> **Selected text**:
This is a partial transcript from "Your World with Neil Cavuto," March 1, 2005, that was edited for clarity.
NEIL CAVUTO, HOST: Well, the good news is slightly more than one out of three companies is looking to hire people in this country. Now, the bad news, of course, that means two out of three are not. And the number who are continues to shrink.
What's going on here? Let us ask Hank McKinnell (search). Dr. McKinnell is the chairman of the Business Roundtable. He's also chairman and CEO of Pfizer (search). This guy has the same 24 hours in the day as I do.
All right. Thank you, sir. Good to have you.
HANK MCKINNELL, CEO, PFIZER (PFE): Neil, good to be here.
CAVUTO: There's so much in the survey that I want to get to. I also want to get to your business. So just pardon me.
The headline number in this that I think people fail to see is that the overall economic outlook index from CEOs like yourself is that it's pretty high, 4.4, the highest number it's been in quite a number of years. What does that number tell us? We're also looking at other numbers here, but first that headline number?

> **Data provided**:
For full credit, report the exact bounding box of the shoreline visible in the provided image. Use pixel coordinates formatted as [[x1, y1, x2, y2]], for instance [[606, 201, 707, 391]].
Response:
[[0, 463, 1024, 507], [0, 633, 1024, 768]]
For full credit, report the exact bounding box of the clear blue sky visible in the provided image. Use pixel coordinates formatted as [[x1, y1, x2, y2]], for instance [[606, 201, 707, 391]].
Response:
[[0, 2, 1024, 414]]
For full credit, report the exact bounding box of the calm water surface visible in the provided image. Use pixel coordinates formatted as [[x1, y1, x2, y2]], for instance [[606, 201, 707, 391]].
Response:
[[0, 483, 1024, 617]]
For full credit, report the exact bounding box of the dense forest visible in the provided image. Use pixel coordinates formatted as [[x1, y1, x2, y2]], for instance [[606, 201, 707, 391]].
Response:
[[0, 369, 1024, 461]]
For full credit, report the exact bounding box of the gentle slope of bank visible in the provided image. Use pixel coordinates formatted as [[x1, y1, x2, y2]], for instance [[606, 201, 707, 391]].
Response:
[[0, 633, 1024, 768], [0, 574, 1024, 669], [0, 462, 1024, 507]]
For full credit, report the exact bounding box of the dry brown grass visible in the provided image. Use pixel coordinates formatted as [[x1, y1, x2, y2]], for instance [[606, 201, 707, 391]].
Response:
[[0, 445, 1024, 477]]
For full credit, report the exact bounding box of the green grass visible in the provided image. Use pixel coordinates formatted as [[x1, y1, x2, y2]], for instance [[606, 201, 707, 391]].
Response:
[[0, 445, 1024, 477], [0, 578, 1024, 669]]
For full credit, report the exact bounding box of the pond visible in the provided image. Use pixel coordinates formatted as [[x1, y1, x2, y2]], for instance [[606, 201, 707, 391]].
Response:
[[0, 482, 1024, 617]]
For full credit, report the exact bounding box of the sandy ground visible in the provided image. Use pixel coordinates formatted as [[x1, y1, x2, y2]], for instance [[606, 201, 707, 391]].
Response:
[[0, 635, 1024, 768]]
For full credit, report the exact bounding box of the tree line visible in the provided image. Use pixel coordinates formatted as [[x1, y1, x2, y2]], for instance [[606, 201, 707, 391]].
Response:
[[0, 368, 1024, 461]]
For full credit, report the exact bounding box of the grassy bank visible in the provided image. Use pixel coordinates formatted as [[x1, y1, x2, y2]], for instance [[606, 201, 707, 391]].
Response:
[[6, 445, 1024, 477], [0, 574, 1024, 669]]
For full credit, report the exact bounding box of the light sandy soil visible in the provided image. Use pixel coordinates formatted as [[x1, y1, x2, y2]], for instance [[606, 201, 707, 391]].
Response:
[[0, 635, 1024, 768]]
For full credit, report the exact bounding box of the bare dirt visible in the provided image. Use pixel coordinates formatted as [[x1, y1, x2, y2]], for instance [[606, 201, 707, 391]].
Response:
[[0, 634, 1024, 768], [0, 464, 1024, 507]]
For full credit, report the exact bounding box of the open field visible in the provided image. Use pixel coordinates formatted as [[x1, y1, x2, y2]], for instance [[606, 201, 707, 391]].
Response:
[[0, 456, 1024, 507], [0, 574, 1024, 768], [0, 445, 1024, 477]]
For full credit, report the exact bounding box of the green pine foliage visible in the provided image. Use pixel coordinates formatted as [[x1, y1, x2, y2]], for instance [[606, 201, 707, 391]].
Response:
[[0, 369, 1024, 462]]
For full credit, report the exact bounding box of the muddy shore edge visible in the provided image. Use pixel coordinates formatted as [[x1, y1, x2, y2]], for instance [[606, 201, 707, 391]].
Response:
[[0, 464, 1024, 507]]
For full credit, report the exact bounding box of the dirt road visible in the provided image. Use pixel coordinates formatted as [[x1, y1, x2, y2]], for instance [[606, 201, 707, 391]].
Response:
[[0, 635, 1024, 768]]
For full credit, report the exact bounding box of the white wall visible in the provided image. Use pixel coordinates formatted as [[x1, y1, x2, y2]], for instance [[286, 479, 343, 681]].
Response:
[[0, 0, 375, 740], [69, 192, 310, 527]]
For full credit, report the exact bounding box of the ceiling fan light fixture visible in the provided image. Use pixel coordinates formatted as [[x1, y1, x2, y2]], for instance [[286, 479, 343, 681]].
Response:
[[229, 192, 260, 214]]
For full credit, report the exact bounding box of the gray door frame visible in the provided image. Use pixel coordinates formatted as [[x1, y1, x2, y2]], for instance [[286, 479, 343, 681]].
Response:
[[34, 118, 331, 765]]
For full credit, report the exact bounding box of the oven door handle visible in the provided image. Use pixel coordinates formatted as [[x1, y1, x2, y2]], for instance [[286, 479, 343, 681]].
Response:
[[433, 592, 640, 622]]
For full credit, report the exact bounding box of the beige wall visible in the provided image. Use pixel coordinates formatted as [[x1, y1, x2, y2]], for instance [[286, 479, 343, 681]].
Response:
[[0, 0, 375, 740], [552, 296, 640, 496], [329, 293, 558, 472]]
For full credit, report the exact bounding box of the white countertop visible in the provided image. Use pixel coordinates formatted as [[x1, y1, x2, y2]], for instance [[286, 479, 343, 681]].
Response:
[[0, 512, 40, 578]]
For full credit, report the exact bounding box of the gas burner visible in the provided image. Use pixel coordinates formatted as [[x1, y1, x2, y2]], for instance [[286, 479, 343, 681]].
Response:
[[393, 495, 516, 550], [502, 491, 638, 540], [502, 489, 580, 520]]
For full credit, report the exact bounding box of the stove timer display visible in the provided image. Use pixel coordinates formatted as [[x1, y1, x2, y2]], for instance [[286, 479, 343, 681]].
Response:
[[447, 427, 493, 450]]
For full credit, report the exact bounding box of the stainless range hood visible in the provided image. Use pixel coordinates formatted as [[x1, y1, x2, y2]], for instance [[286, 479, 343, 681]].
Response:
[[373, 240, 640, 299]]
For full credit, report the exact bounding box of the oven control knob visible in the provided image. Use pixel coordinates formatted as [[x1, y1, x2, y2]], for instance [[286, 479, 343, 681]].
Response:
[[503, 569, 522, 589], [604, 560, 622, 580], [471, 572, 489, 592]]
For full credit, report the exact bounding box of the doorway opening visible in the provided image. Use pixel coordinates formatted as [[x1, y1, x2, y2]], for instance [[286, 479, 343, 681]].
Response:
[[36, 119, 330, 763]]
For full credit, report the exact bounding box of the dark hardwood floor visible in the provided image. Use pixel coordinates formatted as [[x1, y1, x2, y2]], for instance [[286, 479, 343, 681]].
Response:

> **Set problem A**:
In the Cavuto interview transcript, which organization does Hank McKinnell chair in addition to Pfizer?
> **Set problem B**:
Continue the Cavuto interview transcript from the point where the text stops.

> **Task output A**:
The Business Roundtable.

> **Task output B**:
MCKINNELL: Well, it's the highest we've ever seen. The Business Roundtable is an association of the CEOs of the 160 largest companies in America. We account for over 10 million jobs. So this is a pretty good leading indicator.
And the CEO's of these large companies are saying we expect strong revenue growth, some 89 percent of all of the CEOs.
The big surprise in the survey is the capital spending numbers, where 60 percent are expecting capital spending to increase, and 37 percent expecting capital increase to be about the same. That's the strongest capital spending numbers we've ever seen.
It is true that job creation numbers are about the same as they've been in the last couple of quarters, but the economy is adding over a million jobs a year, and what this survey says is we can expect that to continue into 2005.
CAVUTO: Yes, but I noticed those who do plan on hiring more have dipped a little bit, so am I to assume from that, Hank, that the bosses are telling their workers, you know, work harder?
MCKINNELL: It's dipped a little bit, but that difference, 40 percent to 36 percent, I think it is, is probably within the standard error of this survey. So, it's probably the same number.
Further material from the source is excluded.